■ **GOAL OF THE EXERCISE**
Find the line below that contains "such as [213,115].". Transcribe it and every line after it exactly, adding nothing.

Point localization data:
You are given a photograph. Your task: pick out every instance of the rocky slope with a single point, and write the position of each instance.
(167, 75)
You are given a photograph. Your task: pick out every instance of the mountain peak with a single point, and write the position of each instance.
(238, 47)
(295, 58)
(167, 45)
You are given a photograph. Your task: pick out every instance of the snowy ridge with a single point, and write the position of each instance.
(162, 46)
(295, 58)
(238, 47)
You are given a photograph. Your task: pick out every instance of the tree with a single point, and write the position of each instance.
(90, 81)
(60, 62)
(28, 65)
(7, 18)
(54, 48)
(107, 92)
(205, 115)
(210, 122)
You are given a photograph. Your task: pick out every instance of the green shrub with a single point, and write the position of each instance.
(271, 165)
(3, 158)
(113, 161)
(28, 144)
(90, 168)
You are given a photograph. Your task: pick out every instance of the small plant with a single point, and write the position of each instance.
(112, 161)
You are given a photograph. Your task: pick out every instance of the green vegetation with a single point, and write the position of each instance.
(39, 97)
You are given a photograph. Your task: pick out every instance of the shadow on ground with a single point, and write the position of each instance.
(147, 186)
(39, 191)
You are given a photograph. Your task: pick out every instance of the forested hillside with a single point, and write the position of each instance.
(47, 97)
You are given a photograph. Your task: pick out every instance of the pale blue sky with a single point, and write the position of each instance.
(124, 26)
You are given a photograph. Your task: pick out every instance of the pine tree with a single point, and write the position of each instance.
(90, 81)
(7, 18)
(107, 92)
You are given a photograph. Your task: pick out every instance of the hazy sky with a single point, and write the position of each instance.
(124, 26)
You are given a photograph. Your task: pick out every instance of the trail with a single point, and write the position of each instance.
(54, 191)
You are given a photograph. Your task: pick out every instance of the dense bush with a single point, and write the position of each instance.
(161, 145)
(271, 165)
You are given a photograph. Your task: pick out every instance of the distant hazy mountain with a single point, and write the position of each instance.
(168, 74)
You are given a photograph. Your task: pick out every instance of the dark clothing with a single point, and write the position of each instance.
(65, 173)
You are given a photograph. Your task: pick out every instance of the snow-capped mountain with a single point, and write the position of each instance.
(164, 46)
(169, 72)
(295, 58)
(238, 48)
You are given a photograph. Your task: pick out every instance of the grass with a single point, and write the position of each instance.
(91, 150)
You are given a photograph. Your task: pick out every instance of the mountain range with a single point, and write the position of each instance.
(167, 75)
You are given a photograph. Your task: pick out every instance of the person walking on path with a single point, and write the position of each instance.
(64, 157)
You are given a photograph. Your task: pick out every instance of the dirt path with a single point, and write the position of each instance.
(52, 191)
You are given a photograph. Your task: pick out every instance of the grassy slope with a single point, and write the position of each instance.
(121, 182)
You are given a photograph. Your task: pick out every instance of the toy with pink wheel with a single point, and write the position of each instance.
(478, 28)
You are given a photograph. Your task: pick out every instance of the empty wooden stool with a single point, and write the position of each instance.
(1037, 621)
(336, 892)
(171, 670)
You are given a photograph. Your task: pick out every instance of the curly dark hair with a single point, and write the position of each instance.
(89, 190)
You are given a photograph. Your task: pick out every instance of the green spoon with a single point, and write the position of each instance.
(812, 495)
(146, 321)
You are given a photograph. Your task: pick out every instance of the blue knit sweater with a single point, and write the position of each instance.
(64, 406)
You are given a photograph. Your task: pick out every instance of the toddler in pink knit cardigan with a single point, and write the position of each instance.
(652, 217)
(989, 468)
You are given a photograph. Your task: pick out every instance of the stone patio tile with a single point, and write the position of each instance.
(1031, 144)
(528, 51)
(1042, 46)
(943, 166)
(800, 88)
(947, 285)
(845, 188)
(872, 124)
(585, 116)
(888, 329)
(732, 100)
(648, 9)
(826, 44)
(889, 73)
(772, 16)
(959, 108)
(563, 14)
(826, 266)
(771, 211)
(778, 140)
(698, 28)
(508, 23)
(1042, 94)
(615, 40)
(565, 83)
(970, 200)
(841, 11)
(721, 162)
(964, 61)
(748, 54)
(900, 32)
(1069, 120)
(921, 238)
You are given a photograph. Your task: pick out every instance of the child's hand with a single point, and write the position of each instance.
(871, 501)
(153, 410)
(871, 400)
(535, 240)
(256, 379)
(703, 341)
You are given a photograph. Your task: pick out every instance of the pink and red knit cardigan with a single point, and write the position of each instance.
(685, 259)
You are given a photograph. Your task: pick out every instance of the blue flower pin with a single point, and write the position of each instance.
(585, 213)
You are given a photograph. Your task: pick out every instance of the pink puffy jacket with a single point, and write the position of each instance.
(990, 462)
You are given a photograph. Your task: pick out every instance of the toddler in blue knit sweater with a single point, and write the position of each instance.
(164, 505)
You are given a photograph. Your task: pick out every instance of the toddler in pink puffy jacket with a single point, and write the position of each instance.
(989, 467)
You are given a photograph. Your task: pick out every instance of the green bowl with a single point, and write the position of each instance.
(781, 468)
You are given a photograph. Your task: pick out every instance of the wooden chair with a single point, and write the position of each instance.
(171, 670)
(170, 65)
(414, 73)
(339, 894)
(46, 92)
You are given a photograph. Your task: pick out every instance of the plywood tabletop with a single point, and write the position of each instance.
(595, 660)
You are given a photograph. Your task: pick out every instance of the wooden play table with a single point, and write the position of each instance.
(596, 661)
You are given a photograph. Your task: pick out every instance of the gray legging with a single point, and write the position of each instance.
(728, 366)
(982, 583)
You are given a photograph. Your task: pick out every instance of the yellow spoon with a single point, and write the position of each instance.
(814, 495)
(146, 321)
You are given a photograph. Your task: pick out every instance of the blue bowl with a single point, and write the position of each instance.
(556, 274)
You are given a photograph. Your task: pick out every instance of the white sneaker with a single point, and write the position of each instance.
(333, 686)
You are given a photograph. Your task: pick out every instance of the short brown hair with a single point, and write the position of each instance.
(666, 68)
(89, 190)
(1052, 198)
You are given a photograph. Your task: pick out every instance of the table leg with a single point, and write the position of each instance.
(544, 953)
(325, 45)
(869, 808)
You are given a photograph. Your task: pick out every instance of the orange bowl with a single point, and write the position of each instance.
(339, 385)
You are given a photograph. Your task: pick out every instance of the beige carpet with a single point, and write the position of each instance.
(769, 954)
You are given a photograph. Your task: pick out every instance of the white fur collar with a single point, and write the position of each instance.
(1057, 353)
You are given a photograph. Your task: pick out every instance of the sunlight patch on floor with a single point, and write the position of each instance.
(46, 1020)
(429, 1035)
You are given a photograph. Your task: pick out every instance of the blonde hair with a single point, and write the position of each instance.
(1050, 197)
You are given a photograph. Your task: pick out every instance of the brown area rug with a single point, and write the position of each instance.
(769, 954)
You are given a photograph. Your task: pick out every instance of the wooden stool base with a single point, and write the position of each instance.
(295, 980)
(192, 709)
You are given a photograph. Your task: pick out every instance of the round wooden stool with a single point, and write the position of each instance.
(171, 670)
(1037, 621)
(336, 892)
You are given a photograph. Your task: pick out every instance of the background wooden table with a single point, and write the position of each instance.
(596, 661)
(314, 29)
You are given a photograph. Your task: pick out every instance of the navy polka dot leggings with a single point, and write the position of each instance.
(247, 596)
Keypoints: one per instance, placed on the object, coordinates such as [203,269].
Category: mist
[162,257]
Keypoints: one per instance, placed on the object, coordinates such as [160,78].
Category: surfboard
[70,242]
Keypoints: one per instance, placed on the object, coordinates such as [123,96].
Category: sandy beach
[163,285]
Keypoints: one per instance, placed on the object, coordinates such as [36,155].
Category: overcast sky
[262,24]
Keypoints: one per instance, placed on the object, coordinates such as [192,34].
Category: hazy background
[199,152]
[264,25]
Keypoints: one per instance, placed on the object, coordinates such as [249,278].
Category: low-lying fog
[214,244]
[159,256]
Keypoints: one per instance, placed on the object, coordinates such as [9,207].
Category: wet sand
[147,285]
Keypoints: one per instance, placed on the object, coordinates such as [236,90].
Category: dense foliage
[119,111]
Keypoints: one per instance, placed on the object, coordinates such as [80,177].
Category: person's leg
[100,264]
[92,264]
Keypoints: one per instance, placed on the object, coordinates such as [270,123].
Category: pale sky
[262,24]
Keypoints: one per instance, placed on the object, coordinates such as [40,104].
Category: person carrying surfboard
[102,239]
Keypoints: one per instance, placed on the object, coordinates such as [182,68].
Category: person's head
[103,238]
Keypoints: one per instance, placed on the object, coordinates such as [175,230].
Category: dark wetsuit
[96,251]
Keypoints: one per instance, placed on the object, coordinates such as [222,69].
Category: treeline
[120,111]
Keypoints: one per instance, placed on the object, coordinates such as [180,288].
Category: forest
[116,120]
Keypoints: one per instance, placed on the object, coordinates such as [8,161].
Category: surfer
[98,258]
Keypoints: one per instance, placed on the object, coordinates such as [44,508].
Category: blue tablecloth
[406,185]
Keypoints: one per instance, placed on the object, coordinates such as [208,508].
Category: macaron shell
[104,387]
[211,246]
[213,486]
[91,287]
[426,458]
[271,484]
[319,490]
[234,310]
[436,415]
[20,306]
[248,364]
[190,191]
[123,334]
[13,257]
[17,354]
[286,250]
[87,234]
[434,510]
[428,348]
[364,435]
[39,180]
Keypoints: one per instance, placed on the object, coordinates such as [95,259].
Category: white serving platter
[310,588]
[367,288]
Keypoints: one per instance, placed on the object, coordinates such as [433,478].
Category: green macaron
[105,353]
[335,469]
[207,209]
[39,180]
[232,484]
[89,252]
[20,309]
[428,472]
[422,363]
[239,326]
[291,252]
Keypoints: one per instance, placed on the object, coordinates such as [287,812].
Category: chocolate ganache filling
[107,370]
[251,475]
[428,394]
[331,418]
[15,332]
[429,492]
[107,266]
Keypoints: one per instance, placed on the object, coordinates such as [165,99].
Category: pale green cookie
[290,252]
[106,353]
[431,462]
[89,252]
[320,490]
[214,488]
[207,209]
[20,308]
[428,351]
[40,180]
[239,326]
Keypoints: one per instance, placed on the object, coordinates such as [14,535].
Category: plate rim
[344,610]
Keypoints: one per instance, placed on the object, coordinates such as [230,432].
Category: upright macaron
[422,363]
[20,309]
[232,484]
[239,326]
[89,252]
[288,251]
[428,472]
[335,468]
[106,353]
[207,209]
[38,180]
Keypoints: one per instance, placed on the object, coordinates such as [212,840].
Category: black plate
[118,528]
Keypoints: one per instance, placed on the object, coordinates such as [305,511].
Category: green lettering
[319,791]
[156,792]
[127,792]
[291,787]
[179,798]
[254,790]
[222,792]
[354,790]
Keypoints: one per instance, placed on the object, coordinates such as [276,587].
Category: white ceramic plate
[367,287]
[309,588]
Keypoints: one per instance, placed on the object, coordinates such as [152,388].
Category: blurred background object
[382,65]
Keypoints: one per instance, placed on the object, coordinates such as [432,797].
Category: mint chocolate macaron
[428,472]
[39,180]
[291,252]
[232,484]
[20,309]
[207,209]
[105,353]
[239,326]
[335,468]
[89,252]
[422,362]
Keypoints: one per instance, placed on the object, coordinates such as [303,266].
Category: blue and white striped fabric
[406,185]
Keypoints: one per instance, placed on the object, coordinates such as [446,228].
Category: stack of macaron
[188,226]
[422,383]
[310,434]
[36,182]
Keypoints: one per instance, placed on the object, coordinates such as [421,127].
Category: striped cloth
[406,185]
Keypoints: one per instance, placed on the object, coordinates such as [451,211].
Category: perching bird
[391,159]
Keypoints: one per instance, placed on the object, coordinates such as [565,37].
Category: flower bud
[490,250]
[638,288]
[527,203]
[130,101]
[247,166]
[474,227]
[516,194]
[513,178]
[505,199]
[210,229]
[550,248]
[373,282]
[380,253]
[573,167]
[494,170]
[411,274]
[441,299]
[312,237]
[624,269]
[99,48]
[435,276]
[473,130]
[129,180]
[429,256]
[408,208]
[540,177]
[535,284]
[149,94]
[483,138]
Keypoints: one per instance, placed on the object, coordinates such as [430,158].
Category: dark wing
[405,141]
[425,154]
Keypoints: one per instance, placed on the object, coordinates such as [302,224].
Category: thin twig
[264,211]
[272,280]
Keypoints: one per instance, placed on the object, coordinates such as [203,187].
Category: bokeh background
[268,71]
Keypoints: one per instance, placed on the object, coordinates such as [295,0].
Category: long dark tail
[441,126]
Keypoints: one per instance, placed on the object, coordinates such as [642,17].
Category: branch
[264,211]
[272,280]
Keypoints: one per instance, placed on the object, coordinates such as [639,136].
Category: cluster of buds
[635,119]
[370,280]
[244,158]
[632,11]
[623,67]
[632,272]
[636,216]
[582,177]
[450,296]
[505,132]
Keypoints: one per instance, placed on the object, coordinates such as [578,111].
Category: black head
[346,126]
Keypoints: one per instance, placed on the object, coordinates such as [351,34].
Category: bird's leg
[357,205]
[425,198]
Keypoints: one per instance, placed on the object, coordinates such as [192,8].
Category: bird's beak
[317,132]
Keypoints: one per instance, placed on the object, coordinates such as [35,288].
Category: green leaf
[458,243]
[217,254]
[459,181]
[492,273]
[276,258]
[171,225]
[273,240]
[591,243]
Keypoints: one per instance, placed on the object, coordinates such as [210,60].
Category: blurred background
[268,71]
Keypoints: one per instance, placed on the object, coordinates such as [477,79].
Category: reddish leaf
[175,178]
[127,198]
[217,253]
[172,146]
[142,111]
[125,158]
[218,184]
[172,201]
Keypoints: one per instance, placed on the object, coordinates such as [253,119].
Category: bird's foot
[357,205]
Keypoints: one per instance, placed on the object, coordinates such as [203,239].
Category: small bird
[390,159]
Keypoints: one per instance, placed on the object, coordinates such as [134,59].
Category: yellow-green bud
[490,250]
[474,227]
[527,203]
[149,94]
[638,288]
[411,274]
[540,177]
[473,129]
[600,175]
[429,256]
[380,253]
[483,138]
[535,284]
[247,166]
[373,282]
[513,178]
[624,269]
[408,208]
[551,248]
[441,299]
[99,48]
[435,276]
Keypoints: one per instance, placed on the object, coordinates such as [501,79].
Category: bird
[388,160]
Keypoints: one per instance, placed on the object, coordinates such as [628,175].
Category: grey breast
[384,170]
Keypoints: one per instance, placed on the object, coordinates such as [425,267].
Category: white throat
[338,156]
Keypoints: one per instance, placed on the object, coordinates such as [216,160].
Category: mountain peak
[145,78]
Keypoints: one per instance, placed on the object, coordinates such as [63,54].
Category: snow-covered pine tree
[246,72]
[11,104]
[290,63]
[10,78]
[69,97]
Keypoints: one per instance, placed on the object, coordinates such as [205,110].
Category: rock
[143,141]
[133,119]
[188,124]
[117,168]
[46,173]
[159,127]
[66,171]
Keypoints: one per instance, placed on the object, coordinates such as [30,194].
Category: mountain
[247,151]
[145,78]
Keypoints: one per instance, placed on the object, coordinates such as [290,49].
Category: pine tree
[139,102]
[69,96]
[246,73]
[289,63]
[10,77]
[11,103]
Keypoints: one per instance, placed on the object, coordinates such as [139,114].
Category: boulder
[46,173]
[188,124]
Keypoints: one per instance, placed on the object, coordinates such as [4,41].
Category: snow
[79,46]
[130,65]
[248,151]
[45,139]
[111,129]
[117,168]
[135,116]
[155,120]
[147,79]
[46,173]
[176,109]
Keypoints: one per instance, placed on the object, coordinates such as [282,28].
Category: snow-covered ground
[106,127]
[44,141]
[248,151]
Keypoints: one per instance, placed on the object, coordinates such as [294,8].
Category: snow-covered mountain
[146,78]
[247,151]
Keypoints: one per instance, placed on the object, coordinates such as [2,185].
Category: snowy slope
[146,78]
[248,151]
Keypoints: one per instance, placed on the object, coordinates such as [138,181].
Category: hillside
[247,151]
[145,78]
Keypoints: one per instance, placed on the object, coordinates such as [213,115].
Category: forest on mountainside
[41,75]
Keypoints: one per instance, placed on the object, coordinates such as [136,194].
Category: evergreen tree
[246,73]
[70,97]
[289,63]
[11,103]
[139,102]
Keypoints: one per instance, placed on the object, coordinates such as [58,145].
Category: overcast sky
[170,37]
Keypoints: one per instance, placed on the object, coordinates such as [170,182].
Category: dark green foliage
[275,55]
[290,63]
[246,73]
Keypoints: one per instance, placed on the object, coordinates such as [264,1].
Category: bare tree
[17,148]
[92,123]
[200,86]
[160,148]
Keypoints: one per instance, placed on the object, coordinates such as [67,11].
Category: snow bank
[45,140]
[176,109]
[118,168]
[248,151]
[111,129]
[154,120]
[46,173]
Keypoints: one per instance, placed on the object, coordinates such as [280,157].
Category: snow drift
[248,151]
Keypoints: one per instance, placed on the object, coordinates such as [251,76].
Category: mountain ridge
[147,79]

■ **WORKED SOLUTION**
Keypoints: one per instance, placed on the object, coordinates such as [213,115].
Category: forest on mountainside
[41,75]
Keypoints: one per instance, placed on the object, coordinates such as [136,194].
Category: evergreen tree
[246,73]
[70,97]
[289,63]
[11,103]
[139,102]
Keypoints: one per instance, placed on the object, coordinates such as [58,145].
Category: overcast sky
[170,37]
Keypoints: one per instance, placed on the object, coordinates such as [170,182].
Category: dark green foliage
[275,55]
[290,63]
[246,73]
Keypoints: one per instance, placed on the object, coordinates such as [264,1].
Category: bare tree
[17,148]
[92,123]
[200,86]
[160,148]
Keypoints: one per instance, placed on the object, coordinates such as [67,11].
Category: snow bank
[45,140]
[176,109]
[118,168]
[248,151]
[111,129]
[154,120]
[46,173]
Keypoints: one per instance, placed on the object, coordinates such as [280,157].
Category: snow drift
[248,151]
Keypoints: one per instance, placed on the object, coordinates such as [251,76].
Category: mountain ridge
[147,79]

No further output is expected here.